(Consigna A):
Copia literalmente el pasaje de la reseña que comienza en "En mis 20, leí" y termina en "todas sus novelas.".
(Consigna B):
Según la reseña, ¿a qué se dedica Rubens en La inmortalidad?

(Fragmento proporcionado):
┌──
Reseña 'La fiesta de la insignificancia' de Milan Kundera (Cortesía de Katy Haller Revista Arcadia)
En mis 20, leí a Milan Kundera con fervor. Después de los 30, lo evocaba con entusiasmo como a un autor definitivo en mi formación como lector hasta que leí El día de todas las almas, de Cees Nooteboom, hace cuatro años. Recuerdo que pensé: “Es como Kundera, pero bueno”. Ahora creo entender que lo que me fascinaba de Kundera –y lo que tal vez explica su éxito comercial en los ochenta y noventa– era la fantasía de una vida adulta de promiscuidad sexual sin consecuencias morales ni impactos emocionales en los personajes. Un rasgo común en todas sus novelas.
En La inmortalidad (1989), por ejemplo, Rubens, un marchante, se acuesta con muchas amantes en muchas ciudades. Nadie siente culpa, nunca son atrapados por sus parejas y de esas cópulas quedan las ocurrentes reflexiones del autor sobre el sexo, el sentido de la vida, la música y, cómo no, la inmortalidad. Porque otro de los artificios de Kundera ha sido siempre el carácter hiperbólico de los títulos de sus libros: La vida está en otra parte, La insoportable levedad del ser, La lentitud o La identidad.
└──
(Datos para señalar regiones)
┌──
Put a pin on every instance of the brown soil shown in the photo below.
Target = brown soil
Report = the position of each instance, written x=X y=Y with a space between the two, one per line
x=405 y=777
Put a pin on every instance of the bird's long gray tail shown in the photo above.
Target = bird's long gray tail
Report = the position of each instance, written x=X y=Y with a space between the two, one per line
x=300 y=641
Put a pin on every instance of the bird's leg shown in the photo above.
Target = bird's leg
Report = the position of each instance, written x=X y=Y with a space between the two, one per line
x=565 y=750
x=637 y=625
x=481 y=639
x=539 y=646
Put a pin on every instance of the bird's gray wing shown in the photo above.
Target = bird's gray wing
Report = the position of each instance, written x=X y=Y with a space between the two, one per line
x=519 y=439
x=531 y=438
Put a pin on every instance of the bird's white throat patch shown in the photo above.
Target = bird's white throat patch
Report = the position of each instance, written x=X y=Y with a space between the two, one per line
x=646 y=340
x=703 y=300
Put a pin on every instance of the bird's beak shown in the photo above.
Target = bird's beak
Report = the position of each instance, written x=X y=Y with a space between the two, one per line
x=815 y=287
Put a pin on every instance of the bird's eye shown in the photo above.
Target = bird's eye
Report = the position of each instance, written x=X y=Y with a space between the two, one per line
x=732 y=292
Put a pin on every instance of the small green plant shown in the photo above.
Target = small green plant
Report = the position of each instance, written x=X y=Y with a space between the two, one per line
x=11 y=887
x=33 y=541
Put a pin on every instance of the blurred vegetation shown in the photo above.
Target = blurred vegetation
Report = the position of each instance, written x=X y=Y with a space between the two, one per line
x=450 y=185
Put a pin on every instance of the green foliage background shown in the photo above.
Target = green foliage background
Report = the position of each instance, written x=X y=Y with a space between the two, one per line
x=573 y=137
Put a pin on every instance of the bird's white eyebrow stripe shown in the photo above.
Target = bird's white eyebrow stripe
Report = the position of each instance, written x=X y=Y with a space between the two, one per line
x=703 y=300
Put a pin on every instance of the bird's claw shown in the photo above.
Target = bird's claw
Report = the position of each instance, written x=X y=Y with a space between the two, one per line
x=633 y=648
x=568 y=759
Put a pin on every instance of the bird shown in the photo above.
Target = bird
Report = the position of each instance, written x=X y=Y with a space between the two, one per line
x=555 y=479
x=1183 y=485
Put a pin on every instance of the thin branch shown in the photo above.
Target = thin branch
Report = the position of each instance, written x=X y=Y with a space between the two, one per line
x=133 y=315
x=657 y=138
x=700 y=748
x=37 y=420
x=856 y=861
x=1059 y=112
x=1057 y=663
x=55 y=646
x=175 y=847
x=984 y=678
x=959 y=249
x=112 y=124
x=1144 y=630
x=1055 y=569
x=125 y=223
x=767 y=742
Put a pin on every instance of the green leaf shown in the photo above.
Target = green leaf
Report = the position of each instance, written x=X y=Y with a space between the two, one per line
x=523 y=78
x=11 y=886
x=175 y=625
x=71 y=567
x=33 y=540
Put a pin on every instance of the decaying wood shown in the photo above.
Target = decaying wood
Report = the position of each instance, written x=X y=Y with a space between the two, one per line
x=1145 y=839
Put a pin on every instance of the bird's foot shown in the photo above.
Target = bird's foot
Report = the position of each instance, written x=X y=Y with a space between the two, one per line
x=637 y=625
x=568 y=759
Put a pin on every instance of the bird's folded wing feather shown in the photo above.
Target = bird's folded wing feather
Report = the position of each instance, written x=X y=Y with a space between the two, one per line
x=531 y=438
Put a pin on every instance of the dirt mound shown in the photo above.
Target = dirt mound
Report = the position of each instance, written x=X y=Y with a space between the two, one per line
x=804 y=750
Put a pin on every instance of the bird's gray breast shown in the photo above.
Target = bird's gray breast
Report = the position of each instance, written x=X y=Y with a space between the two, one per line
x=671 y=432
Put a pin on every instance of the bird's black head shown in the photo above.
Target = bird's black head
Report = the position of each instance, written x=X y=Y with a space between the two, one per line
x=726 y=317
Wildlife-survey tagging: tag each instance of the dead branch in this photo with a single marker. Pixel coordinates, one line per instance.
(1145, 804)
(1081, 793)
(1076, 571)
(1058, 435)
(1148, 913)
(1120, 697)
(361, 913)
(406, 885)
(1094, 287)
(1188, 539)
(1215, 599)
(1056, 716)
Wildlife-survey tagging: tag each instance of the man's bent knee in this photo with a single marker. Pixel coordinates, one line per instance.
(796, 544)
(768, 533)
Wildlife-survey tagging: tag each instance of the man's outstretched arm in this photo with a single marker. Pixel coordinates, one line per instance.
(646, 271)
└──
(Solución escrita A):
En mis 20, leí a Milan Kundera con fervor. Después de los 30, lo evocaba con entusiasmo como a un autor definitivo en mi formación como lector hasta que leí El día de todas las almas, de Cees Nooteboom, hace cuatro años. Recuerdo que pensé: “Es como Kundera, pero bueno”. Ahora creo entender que lo que me fascinaba de Kundera –y lo que tal vez explica su éxito comercial en los ochenta y noventa– era la fantasía de una vida adulta de promiscuidad sexual sin consecuencias morales ni impactos emocionales en los personajes. Un rasgo común en todas sus novelas.

(Solución escrita B):
Es marchante.